Work item
Print the data that follows word for word, leaving out any picture.

Records for this exercise
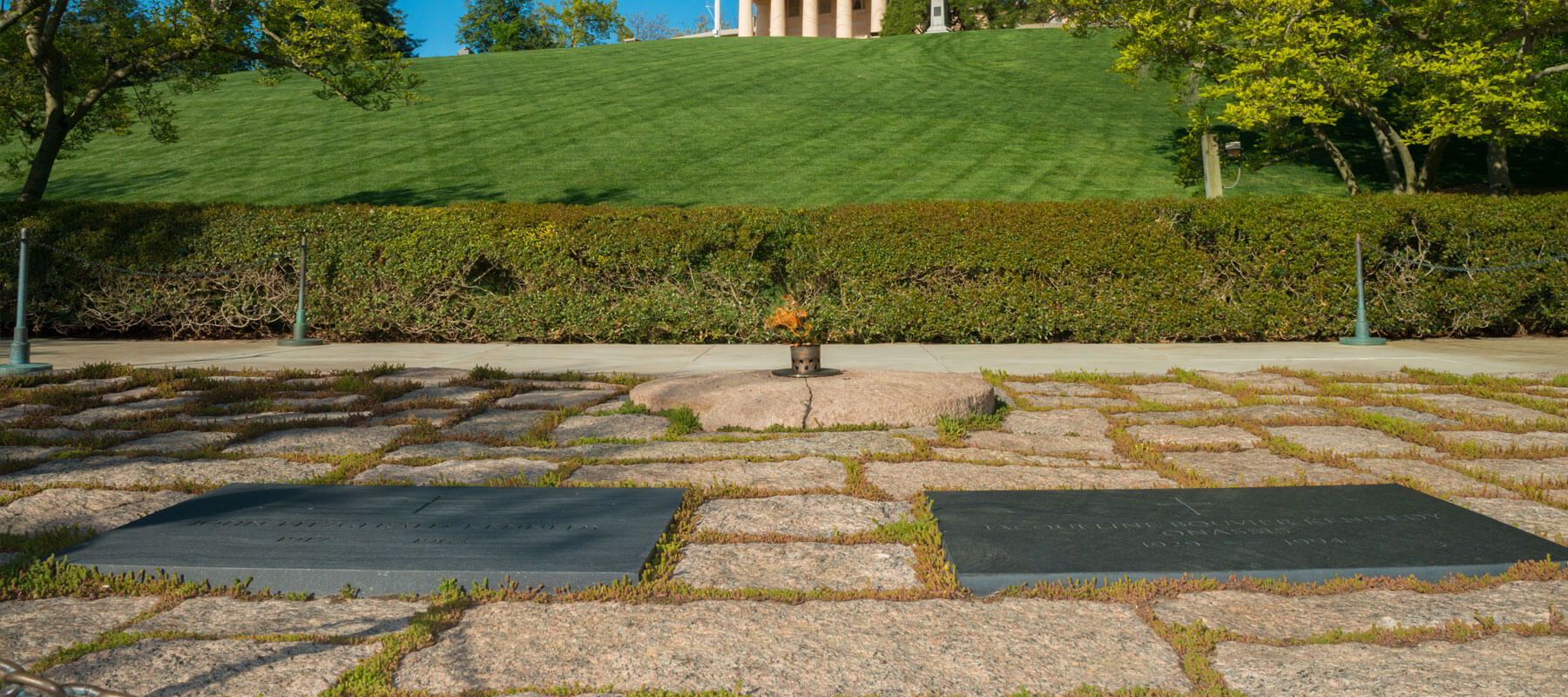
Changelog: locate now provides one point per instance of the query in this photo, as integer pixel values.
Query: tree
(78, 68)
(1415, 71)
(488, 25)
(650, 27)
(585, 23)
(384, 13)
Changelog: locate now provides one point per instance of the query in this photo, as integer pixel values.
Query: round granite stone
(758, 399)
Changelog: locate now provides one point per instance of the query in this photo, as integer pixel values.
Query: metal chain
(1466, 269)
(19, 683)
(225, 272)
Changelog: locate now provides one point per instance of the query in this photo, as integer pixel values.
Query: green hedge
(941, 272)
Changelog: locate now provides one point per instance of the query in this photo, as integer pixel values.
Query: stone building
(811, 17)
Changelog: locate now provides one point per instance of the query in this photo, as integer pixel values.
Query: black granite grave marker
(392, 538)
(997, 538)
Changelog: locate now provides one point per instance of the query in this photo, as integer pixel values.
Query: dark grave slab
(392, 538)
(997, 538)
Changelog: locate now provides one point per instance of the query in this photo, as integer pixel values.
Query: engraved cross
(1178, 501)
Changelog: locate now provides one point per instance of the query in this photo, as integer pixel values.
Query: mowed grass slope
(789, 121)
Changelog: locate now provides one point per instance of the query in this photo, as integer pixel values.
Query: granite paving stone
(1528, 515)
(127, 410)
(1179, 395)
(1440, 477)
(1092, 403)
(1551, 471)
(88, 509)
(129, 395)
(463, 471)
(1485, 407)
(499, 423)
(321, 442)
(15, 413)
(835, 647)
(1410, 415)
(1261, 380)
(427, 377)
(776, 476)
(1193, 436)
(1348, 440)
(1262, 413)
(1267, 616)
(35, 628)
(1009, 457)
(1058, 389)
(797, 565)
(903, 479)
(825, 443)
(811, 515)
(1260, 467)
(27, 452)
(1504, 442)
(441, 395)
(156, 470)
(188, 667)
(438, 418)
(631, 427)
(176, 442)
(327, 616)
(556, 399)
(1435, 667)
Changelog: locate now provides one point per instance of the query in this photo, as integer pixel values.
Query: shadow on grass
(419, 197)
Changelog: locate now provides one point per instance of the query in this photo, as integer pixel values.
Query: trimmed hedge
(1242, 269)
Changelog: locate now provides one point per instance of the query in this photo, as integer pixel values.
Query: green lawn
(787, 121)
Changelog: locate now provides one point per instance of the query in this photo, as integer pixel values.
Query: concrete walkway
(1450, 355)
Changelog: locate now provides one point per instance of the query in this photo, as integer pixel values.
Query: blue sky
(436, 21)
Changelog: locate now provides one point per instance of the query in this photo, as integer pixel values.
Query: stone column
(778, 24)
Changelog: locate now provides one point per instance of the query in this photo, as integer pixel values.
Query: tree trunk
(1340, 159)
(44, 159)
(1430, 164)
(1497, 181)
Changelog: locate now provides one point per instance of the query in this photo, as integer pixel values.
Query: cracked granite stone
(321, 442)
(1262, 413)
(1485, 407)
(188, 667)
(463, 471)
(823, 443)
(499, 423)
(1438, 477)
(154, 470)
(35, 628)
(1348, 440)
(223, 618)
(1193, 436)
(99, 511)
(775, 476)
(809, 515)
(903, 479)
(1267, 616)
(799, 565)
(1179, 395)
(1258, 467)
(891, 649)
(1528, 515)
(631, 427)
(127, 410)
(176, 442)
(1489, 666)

Solution for this exercise
Changelog: locate now provides one point per instance of the query in this photo, as integer pixel values.
Query: tree
(78, 68)
(1415, 71)
(488, 25)
(650, 27)
(585, 23)
(384, 13)
Changelog: locate now provides one point per instance of the query in this photo, as integer pixel values.
Query: round granite stone
(758, 399)
Changelog: locate now provides one point per instance of the query in this photo, as integer pixel values.
Query: metal chain
(1466, 269)
(19, 683)
(225, 272)
Changelog: locate now provides one point per instance of the query in this photo, as integer pixel values.
Query: green hedge
(941, 272)
Changelog: locate now provides one point per instance of the query in this photo, as integer pixel values.
Query: stone building
(811, 17)
Changelog: locate now provides one point per instance of the query in this photo, as integer pixel values.
Query: black granite grave marker
(392, 538)
(997, 538)
Changelog: locate now provides one point per instance of the query in this photo, as integer pixel values.
Query: dark grave slab
(392, 538)
(997, 538)
Changelog: locate now provides one point per instance of the query in this photo, as integer pixel values.
Query: engraved cross
(1178, 501)
Changelog: locate now provides one point per instance of the query in this photo, as integer pixel values.
Query: mowed grass slope
(789, 121)
Changelog: locate now provides one point per instance of the query in this photo, as integer pixel values.
Query: granite paving stone
(1528, 515)
(127, 410)
(1179, 395)
(1440, 477)
(1092, 403)
(1551, 471)
(88, 509)
(129, 395)
(463, 471)
(1485, 407)
(499, 423)
(321, 442)
(15, 413)
(835, 647)
(1410, 415)
(1261, 380)
(427, 377)
(776, 476)
(1193, 436)
(1348, 440)
(1262, 413)
(1267, 616)
(35, 628)
(1009, 457)
(1058, 389)
(797, 565)
(903, 479)
(825, 443)
(811, 515)
(1260, 467)
(27, 452)
(1504, 442)
(441, 395)
(156, 470)
(188, 667)
(438, 418)
(631, 427)
(176, 442)
(327, 616)
(556, 399)
(1435, 667)
Changelog: locate now provides one point per instance of the query in this photo, as integer pixel values.
Query: shadow on grass
(419, 197)
Changelog: locate now provides one point per instance of the query in this photo, as integer pixel values.
Query: trimmed hedge
(1242, 269)
Changelog: locate now provides one point per instance of the query in this photo, as integer pixel values.
Query: green lawn
(787, 121)
Changelog: locate now provides one point per instance of the query in this photo, as integer pixel values.
Query: concrete walkway
(1450, 355)
Changelog: locate now provides one point per instance of the query in this photo, as integer pixel values.
Query: blue sky
(436, 21)
Changelog: locate now provides one point per instance of the query in this photo, as integer pixel values.
Query: stone column
(778, 24)
Changelog: locate now provides one point per instance of the query in this photo, as integer pixel values.
Query: tree trunk
(1340, 159)
(44, 159)
(1430, 164)
(1497, 181)
Changelog: locate now provides one point per instance of the query in this photo, as integer pixel values.
Query: cracked granite stone
(321, 442)
(1262, 413)
(1485, 407)
(188, 667)
(463, 471)
(823, 443)
(499, 423)
(1438, 477)
(154, 470)
(35, 628)
(1348, 440)
(223, 618)
(1193, 436)
(99, 511)
(775, 476)
(809, 515)
(903, 479)
(1267, 616)
(799, 565)
(1179, 395)
(1258, 467)
(891, 649)
(1528, 515)
(631, 427)
(127, 410)
(176, 442)
(1489, 666)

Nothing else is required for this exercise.